* _Records to process_

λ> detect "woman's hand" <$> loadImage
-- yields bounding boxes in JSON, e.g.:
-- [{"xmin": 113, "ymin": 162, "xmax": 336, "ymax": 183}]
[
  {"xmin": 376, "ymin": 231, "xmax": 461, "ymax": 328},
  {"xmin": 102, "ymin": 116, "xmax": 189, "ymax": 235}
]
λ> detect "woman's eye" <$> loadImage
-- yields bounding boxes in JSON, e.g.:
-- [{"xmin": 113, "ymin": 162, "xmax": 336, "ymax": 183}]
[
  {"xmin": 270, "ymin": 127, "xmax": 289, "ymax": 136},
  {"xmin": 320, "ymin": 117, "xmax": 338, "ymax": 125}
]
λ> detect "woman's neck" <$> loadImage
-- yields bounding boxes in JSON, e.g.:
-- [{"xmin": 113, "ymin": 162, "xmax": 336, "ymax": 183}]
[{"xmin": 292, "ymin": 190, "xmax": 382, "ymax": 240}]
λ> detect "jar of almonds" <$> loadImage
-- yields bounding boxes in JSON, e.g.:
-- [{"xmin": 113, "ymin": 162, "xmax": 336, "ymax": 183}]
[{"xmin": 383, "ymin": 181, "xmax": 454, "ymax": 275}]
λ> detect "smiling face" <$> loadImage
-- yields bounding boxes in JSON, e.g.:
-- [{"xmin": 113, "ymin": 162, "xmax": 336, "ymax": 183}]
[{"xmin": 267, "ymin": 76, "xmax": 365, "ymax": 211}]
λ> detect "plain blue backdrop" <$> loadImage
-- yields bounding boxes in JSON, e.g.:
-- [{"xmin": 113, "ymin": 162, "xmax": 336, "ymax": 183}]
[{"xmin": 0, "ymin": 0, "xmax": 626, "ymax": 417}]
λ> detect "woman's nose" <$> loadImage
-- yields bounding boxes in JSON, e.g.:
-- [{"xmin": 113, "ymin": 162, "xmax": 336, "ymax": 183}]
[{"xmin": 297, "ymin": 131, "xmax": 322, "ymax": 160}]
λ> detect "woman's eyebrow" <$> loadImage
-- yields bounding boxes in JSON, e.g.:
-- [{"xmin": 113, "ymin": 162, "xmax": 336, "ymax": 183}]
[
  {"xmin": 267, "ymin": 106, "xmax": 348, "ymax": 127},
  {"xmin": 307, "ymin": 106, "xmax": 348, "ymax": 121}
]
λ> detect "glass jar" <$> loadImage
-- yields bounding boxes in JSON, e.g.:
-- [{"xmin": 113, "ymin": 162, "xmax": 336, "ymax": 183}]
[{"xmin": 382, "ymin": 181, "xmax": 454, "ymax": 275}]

* _Aim_
Gather every line in the records above that contains the string "woman", and copy each one in full.

* _Response to this task_
λ> detect "woman's hand" <$> loadImage
λ> detect "woman's eye" <$> loadImage
λ> detect "woman's neck" <$> loadImage
λ> detect "woman's nose" <$> loadImage
λ> detect "woman's eyebrow" <$> loadImage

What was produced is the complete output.